BEGIN Supplied data

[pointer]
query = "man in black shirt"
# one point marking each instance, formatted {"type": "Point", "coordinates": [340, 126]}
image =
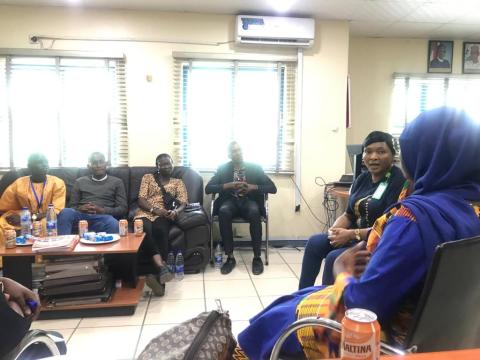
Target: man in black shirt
{"type": "Point", "coordinates": [99, 198]}
{"type": "Point", "coordinates": [241, 187]}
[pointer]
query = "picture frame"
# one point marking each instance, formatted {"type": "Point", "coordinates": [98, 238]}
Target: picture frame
{"type": "Point", "coordinates": [471, 57]}
{"type": "Point", "coordinates": [440, 56]}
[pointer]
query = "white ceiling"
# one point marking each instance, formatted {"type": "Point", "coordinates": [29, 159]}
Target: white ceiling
{"type": "Point", "coordinates": [441, 19]}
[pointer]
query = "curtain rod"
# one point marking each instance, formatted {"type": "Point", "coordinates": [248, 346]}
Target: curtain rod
{"type": "Point", "coordinates": [38, 39]}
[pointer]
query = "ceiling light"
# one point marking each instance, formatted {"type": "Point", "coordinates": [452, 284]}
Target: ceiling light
{"type": "Point", "coordinates": [281, 6]}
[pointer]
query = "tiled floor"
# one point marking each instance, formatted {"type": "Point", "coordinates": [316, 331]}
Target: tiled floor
{"type": "Point", "coordinates": [241, 293]}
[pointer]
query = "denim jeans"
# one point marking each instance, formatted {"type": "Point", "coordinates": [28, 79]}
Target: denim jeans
{"type": "Point", "coordinates": [319, 248]}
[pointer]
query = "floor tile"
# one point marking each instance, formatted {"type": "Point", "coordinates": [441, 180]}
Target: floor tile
{"type": "Point", "coordinates": [273, 257]}
{"type": "Point", "coordinates": [148, 333]}
{"type": "Point", "coordinates": [104, 343]}
{"type": "Point", "coordinates": [238, 273]}
{"type": "Point", "coordinates": [55, 324]}
{"type": "Point", "coordinates": [275, 286]}
{"type": "Point", "coordinates": [274, 271]}
{"type": "Point", "coordinates": [229, 288]}
{"type": "Point", "coordinates": [238, 308]}
{"type": "Point", "coordinates": [173, 311]}
{"type": "Point", "coordinates": [135, 319]}
{"type": "Point", "coordinates": [194, 277]}
{"type": "Point", "coordinates": [297, 269]}
{"type": "Point", "coordinates": [238, 327]}
{"type": "Point", "coordinates": [66, 333]}
{"type": "Point", "coordinates": [182, 290]}
{"type": "Point", "coordinates": [291, 256]}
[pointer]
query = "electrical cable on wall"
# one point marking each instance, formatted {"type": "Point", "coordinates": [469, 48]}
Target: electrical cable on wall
{"type": "Point", "coordinates": [325, 225]}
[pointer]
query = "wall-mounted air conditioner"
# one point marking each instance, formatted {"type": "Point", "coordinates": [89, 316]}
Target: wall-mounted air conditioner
{"type": "Point", "coordinates": [272, 30]}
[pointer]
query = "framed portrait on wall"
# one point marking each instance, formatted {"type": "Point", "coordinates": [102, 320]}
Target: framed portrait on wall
{"type": "Point", "coordinates": [471, 58]}
{"type": "Point", "coordinates": [440, 54]}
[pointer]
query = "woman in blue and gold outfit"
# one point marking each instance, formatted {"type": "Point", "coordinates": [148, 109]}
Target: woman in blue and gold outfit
{"type": "Point", "coordinates": [371, 194]}
{"type": "Point", "coordinates": [440, 152]}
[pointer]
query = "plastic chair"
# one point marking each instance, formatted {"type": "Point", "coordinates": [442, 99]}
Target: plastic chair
{"type": "Point", "coordinates": [447, 316]}
{"type": "Point", "coordinates": [239, 220]}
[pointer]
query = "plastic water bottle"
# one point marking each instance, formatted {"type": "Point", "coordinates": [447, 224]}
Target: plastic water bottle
{"type": "Point", "coordinates": [179, 271]}
{"type": "Point", "coordinates": [51, 221]}
{"type": "Point", "coordinates": [25, 222]}
{"type": "Point", "coordinates": [171, 262]}
{"type": "Point", "coordinates": [218, 257]}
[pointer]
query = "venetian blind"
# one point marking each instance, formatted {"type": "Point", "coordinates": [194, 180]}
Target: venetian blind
{"type": "Point", "coordinates": [65, 108]}
{"type": "Point", "coordinates": [217, 101]}
{"type": "Point", "coordinates": [413, 94]}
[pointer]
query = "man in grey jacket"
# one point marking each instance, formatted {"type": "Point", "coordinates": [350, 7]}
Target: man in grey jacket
{"type": "Point", "coordinates": [98, 198]}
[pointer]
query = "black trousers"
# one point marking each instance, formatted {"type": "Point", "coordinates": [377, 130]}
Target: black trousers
{"type": "Point", "coordinates": [13, 327]}
{"type": "Point", "coordinates": [248, 210]}
{"type": "Point", "coordinates": [156, 237]}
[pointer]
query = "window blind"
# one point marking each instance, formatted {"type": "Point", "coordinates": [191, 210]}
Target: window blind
{"type": "Point", "coordinates": [413, 94]}
{"type": "Point", "coordinates": [65, 108]}
{"type": "Point", "coordinates": [217, 101]}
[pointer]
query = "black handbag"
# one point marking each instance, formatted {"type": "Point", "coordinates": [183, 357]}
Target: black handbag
{"type": "Point", "coordinates": [193, 215]}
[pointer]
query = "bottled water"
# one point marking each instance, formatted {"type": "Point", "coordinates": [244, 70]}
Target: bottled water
{"type": "Point", "coordinates": [179, 272]}
{"type": "Point", "coordinates": [171, 262]}
{"type": "Point", "coordinates": [25, 222]}
{"type": "Point", "coordinates": [51, 221]}
{"type": "Point", "coordinates": [218, 257]}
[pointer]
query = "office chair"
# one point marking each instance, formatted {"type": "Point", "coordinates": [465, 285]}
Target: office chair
{"type": "Point", "coordinates": [239, 220]}
{"type": "Point", "coordinates": [38, 344]}
{"type": "Point", "coordinates": [447, 316]}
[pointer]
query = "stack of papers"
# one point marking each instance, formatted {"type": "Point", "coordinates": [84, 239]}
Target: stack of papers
{"type": "Point", "coordinates": [62, 243]}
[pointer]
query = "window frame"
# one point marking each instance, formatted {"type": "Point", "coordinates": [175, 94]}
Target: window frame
{"type": "Point", "coordinates": [284, 148]}
{"type": "Point", "coordinates": [117, 115]}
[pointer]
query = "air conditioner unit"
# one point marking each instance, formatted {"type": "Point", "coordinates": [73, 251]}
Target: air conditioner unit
{"type": "Point", "coordinates": [272, 30]}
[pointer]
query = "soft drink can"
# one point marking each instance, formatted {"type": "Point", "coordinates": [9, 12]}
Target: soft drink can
{"type": "Point", "coordinates": [138, 227]}
{"type": "Point", "coordinates": [82, 227]}
{"type": "Point", "coordinates": [360, 335]}
{"type": "Point", "coordinates": [10, 239]}
{"type": "Point", "coordinates": [37, 228]}
{"type": "Point", "coordinates": [123, 227]}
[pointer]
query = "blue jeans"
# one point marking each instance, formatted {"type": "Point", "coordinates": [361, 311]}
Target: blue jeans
{"type": "Point", "coordinates": [69, 218]}
{"type": "Point", "coordinates": [319, 248]}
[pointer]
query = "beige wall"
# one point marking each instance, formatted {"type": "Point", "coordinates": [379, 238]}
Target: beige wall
{"type": "Point", "coordinates": [372, 62]}
{"type": "Point", "coordinates": [150, 103]}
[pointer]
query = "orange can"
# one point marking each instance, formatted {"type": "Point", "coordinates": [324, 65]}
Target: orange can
{"type": "Point", "coordinates": [123, 227]}
{"type": "Point", "coordinates": [37, 228]}
{"type": "Point", "coordinates": [82, 227]}
{"type": "Point", "coordinates": [10, 239]}
{"type": "Point", "coordinates": [360, 335]}
{"type": "Point", "coordinates": [138, 227]}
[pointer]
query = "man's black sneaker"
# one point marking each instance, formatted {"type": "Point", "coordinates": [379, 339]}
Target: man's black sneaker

END Supplied data

[What you need to do]
Look through the entries above for the word "sneaker". Copy every line where it shows up.

[Answer to the problem]
query = "man's black sneaker"
Target: man's black sneaker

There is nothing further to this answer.